▸ Provided data:
— Start —

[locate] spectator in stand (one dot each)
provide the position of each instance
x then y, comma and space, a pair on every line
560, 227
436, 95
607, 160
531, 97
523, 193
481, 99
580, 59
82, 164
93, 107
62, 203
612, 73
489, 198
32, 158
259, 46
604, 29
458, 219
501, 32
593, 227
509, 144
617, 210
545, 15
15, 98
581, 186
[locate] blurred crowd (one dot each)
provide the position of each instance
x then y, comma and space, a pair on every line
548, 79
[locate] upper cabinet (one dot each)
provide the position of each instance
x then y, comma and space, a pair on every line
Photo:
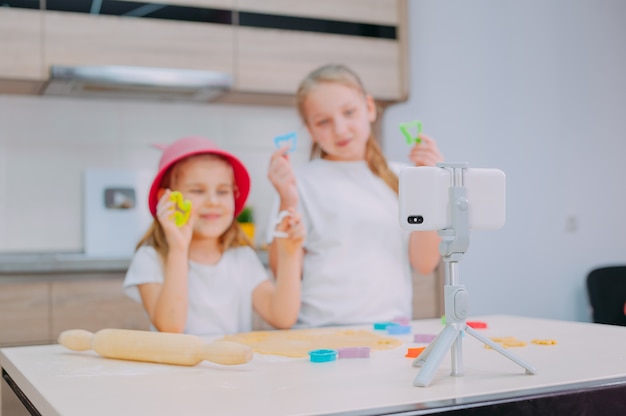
279, 41
267, 46
20, 44
178, 34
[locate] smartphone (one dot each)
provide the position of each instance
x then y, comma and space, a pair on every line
424, 198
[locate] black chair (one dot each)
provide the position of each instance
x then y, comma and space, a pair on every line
606, 287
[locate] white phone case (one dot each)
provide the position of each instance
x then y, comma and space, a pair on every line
424, 205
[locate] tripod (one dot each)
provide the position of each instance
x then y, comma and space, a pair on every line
455, 242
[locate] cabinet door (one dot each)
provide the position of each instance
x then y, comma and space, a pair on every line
275, 60
20, 44
365, 11
83, 39
93, 303
24, 313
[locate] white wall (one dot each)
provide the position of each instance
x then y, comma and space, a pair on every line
47, 143
538, 89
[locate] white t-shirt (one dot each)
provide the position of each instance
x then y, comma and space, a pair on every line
356, 267
220, 295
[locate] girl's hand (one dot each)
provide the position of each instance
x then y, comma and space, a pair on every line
425, 153
177, 237
282, 177
292, 226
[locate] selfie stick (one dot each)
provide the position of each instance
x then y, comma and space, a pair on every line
455, 242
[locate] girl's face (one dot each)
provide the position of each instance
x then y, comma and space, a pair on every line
339, 120
208, 182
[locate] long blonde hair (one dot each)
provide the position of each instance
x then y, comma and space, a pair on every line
155, 236
341, 74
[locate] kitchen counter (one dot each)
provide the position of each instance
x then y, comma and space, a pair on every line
584, 373
40, 263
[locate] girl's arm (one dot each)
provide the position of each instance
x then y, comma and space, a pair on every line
279, 303
424, 251
167, 302
282, 177
424, 245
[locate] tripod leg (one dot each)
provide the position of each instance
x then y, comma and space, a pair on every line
436, 354
420, 359
529, 368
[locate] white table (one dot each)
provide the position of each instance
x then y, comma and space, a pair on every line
587, 358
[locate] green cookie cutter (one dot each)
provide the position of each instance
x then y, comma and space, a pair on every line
411, 138
183, 208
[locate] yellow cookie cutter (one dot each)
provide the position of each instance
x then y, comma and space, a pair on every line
182, 207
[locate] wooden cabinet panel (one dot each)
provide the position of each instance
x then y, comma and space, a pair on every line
275, 61
20, 44
364, 11
209, 4
24, 313
80, 39
93, 303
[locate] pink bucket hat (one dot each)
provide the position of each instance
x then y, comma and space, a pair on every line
195, 145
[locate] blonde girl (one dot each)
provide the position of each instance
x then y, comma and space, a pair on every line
356, 260
203, 277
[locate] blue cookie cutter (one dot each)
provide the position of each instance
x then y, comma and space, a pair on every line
290, 138
322, 356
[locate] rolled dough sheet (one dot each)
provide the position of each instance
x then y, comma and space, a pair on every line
298, 342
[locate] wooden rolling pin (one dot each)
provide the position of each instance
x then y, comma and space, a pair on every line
156, 347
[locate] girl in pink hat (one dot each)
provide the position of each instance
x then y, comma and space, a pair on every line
203, 277
356, 258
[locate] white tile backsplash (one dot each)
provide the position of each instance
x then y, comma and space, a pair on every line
47, 143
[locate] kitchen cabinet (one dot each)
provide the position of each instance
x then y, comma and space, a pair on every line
268, 47
275, 60
272, 61
35, 309
24, 313
83, 39
21, 44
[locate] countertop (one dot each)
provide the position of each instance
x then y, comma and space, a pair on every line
41, 263
586, 357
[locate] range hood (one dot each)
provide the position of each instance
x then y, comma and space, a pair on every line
141, 83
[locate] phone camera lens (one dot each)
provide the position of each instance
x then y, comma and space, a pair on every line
415, 219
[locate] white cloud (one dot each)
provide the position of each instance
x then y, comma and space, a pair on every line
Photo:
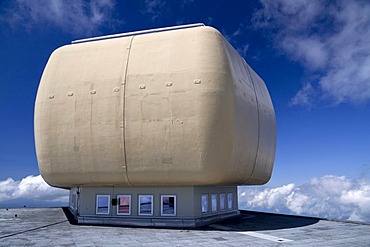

— End —

▸ Given exercise: Return every line of the entries above that contains the word "cabinet". Matches are case-sensitive.

▸ Written solution:
[locate] upper cabinet (one dot each)
[locate] cabinet door (one dot each)
[locate] wooden cabinet panel (one dot each)
[locate] kitchen cabinet (one dot each)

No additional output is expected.